Exactly as written, print each record in the listing.

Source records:
>>>

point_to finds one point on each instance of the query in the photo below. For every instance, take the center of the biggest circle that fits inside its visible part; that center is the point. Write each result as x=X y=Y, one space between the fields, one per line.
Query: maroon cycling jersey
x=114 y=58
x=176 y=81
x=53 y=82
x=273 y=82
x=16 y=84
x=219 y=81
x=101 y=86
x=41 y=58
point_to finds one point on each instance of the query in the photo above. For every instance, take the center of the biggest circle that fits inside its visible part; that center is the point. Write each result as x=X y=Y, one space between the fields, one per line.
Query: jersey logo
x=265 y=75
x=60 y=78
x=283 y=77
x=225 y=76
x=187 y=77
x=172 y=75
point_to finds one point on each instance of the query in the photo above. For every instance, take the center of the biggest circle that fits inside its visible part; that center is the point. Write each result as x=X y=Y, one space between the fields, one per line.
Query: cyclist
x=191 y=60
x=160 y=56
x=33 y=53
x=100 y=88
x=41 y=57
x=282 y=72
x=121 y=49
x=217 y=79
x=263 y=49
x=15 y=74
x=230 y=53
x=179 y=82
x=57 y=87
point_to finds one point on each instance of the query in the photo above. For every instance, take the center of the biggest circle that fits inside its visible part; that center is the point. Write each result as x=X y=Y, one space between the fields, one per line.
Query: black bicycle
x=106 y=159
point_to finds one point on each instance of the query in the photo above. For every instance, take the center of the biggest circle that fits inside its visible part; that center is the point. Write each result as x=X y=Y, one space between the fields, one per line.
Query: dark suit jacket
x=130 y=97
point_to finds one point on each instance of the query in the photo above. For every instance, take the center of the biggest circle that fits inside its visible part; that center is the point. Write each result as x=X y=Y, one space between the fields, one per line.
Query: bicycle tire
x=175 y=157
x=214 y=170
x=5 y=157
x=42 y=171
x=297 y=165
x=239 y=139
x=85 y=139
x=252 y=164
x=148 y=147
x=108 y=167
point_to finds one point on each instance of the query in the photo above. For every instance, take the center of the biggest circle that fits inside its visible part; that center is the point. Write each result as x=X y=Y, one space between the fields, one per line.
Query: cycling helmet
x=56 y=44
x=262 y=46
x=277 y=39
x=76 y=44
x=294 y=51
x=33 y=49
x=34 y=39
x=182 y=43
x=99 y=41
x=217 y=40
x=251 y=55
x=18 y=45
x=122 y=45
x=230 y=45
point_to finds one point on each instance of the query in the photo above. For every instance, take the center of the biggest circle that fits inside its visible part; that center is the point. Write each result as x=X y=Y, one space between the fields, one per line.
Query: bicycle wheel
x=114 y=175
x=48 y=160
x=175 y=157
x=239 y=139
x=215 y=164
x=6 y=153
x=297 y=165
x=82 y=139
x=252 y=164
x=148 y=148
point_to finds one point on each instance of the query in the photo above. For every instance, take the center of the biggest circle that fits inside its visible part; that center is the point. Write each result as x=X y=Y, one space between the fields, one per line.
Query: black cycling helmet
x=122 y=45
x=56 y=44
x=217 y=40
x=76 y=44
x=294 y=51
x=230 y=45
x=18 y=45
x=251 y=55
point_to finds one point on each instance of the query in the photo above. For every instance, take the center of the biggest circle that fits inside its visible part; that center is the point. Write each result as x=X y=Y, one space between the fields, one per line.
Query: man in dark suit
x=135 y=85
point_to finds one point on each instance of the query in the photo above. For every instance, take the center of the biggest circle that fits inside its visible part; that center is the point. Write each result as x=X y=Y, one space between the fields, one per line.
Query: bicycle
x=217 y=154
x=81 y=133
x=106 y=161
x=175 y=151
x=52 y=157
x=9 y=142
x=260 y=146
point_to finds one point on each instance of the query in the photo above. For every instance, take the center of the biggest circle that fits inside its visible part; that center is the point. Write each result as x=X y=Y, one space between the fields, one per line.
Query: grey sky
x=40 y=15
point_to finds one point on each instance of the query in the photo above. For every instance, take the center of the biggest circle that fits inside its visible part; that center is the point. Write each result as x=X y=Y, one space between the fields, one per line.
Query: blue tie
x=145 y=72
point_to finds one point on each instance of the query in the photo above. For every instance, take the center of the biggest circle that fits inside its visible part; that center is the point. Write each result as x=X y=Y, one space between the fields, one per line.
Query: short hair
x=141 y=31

<<<

__Output below__
point_to finds one point on each instance of the query in the photo below. For every instance, take the center of the biggest circle that fits inside its visible part; that center is the point. Write each result as x=X y=Y, one space between the fields, one per line.
Query: maroon cycling jersey
x=114 y=58
x=176 y=81
x=53 y=82
x=273 y=82
x=16 y=84
x=219 y=81
x=101 y=86
x=41 y=58
point_to finds one point on each instance of the query in the photo above. For every instance, take the center of the biggest circle that fits inside its visible part; that center is the point. Write each result as x=X y=Y, one space between the fields, one per line.
Query: jersey logo
x=265 y=75
x=60 y=78
x=283 y=77
x=225 y=76
x=187 y=77
x=172 y=75
point_to finds one point on each instance of the query in the photo above. For every instance, take the center of the biggest circle that fits inside its visible part; that center is the point. Write each result as x=X y=Y, one space between the fields, one per line.
Query: cyclist
x=191 y=60
x=160 y=56
x=33 y=53
x=100 y=88
x=41 y=57
x=282 y=72
x=121 y=49
x=217 y=79
x=263 y=49
x=15 y=74
x=230 y=53
x=179 y=82
x=57 y=87
point_to finds one point on each instance of the query in the photo above. For every instance, take the center of the biggest circle that fits inside its visible part; that center is the point. Write each result as x=X y=Y, one space between the fields, one per line.
Query: black bicycle
x=106 y=159
point_to finds one point on each instance of the query in the photo above. For every instance, take the center of the biggest circle that fits inside its visible part; that center is the point. Write each result as x=X y=Y, one space between the fields, one per line.
Query: dark suit jacket
x=130 y=97
point_to finds one point on each instance of the query in the photo above. For every instance, take the center of the biggest circle that fits inside its visible part; that center is the point. Write each result as x=X y=Y, one space between the fields, one per line.
Query: bicycle tire
x=175 y=157
x=214 y=170
x=5 y=157
x=42 y=171
x=297 y=165
x=239 y=139
x=85 y=139
x=252 y=164
x=148 y=147
x=108 y=167
point_to finds one point on each instance of the query in the photo above. For every instance, take the center of the biggest circle that fits inside its visible part; that center is the point. Write each result as x=X y=Y, one space between the fields, one per line.
Query: cycling helmet
x=56 y=44
x=262 y=46
x=277 y=39
x=76 y=44
x=294 y=51
x=33 y=49
x=34 y=39
x=182 y=43
x=99 y=41
x=217 y=40
x=251 y=55
x=18 y=45
x=122 y=45
x=230 y=45
point_to finds one point on each instance of the query in the photo above. For every instance, take the center of the biggest circle that fits inside its visible part; that center is the point. Write each result as x=X y=Y, one space between the fields, one per line.
Query: bicycle wheel
x=114 y=175
x=48 y=160
x=175 y=157
x=239 y=139
x=215 y=164
x=6 y=153
x=297 y=165
x=82 y=139
x=252 y=164
x=148 y=148
point_to finds one point on each instance of the query in the photo above. For every instance, take the center of the biggest circle that fits inside its visible part; that center is the point. Write each result as x=X y=Y, one space between the fields, one per line.
Query: black cycling helmet
x=122 y=45
x=56 y=44
x=217 y=40
x=76 y=44
x=294 y=51
x=230 y=45
x=18 y=45
x=251 y=55
point_to finds one point on each instance of the query in the photo above. For every instance, take the center of the biggest circle that fits inside its visible part; that center is the point. Write each result as x=X y=Y, one space between the fields, one per line.
Query: man in dark suit
x=135 y=85
point_to finds one point on each instance of the query in the photo above. For every instance, take the center of the biggest circle that fits inside its visible part; that center is the point. Write each result as x=X y=Y, one space between the fields, one per line.
Query: bicycle
x=217 y=154
x=81 y=133
x=106 y=161
x=175 y=151
x=52 y=157
x=9 y=142
x=260 y=146
point_to finds one point on each instance of the query in the photo above. For every instance, take the center of the biggest circle that fits inside its visible part; that center is the point. Write each result as x=X y=Y, one space between the fields, one per line.
Query: grey sky
x=40 y=15
point_to finds one point on each instance of the query in the photo above. For every instance, take the center of the biggest circle that fits inside its visible part; that center is the point. Write each result as x=X y=Y, one space between the fields, one per line.
Query: blue tie
x=145 y=72
point_to finds one point on each instance of the query in the photo above. For every instance, take the center of the biggest circle that fits inside its visible part; that center is the point. Write each result as x=X y=Y, one space between the fields, one per line.
Query: short hair
x=141 y=31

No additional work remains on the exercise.